Challenge a — In the mailing-list message about parallel merging in sort, which directory does the suggested sort command use for temporary files?

** start of Passage to read **

[Top][All Lists]
[Date Prev][Date Next][Thread Prev][Thread Next][Date Index][Thread Index]
Re: sort: Parallel merging
From: |
Shaun Jackman |
Subject: |
Re: sort: Parallel merging |
Date: |
Wed, 17 Feb 2010 15:16:49 -0800 |
On Wed, 2010-02-17 at 14:57 -0800, Chen Guo wrote:
> > > As for buffer size, I highly doubt using 8 mb, even if we're magically
> > > guaranteed to get 100% of the cpu cache, would work better than a larger
> > > buffer.
> > >
> > > The main reason would be for larger files, you'd have to repeatedly
> > > write
> > > temporary files out to disk, then merge those temporary files. Whatever
> > > time you save talking to cache is more than lost to the extra time talking
> > > to disk.
> >
> > What if the temporary files were stored in RAM (i.e. tmpfs) rather than
> > on magnetic disk?
>
> I think I'm misunderstanding what you're trying to say... But the file stored
> in ram would be in a buffer. --buffer-size sets the size of this buffer, i.e.
> how
> much space in RAM you want to allocate to sort.
I'm suggesting setting the buffer size to the size of the CPU cache; the
sort process has 100% CPU affinity, i.e. no other processes allowed on
that CPU and so exclusive use of the data cache; and the temporary
directory is mounted on RAM (i.e. tmpfs) and not magnetic disk.
sort --buffer-size=8M --temporary-directory=/dev/shm
If the merging is parallel, under these circumstances, is it possible
that --buffer-size=8M could be faster than a larger value.
Cheers,
Shaun

** end of Passage to read **

Challenge b — How many lines of the records contain the string "give"? Case counts; reply with the number alone.

** start of Entries supplied **

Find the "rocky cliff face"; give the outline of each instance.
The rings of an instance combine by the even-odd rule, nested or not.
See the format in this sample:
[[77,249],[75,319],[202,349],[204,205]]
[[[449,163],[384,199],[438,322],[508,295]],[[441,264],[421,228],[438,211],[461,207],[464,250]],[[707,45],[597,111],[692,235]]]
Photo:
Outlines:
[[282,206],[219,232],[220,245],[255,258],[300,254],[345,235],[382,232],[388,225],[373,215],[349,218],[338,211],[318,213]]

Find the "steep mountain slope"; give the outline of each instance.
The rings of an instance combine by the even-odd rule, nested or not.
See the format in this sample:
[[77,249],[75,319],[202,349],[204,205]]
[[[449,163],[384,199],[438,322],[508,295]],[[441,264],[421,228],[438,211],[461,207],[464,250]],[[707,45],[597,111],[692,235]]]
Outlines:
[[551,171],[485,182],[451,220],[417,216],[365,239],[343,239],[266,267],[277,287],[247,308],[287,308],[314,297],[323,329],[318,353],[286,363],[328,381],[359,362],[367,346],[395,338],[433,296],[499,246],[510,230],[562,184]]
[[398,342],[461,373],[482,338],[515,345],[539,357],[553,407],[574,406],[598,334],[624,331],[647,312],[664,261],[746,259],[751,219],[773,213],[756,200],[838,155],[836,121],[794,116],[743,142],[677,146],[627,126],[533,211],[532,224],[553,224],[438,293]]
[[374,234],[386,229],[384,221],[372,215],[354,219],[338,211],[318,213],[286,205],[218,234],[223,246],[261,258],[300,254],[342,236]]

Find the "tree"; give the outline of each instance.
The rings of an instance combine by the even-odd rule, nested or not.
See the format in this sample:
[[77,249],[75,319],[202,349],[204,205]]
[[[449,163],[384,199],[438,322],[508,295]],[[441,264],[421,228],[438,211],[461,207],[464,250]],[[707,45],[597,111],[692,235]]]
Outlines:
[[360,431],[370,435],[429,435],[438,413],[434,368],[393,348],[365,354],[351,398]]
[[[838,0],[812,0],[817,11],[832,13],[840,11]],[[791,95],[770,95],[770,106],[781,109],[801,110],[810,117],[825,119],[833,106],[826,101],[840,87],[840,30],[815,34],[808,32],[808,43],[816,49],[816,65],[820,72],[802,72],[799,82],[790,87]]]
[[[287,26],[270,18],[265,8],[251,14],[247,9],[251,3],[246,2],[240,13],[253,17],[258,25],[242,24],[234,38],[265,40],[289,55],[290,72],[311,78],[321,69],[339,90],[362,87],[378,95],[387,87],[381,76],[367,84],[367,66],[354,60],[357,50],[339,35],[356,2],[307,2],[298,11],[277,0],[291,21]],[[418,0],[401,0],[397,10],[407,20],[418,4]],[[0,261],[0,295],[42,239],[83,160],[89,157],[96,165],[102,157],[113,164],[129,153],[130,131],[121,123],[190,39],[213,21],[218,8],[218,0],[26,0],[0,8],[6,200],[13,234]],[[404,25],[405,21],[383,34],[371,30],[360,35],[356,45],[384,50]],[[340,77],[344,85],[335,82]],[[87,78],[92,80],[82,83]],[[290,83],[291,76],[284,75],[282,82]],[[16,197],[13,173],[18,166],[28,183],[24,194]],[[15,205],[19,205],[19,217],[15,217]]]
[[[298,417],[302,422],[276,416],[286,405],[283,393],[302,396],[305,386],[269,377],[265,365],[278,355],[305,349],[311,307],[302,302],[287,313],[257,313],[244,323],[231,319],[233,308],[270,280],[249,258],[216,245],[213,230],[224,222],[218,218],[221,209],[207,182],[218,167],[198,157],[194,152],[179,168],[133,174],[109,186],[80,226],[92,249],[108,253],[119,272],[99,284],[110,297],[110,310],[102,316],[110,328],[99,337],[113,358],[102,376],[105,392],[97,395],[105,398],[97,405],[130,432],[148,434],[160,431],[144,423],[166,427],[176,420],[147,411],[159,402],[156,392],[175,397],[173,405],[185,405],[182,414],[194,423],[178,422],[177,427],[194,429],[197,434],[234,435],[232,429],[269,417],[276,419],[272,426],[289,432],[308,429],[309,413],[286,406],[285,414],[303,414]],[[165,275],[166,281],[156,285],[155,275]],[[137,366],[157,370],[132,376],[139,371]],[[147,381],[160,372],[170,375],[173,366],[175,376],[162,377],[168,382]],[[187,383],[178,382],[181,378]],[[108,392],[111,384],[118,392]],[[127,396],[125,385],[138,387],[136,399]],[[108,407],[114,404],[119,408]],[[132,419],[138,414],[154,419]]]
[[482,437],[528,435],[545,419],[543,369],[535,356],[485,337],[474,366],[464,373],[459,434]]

** end of Entries supplied **

Written reply a — /dev/shm

Written reply b — 3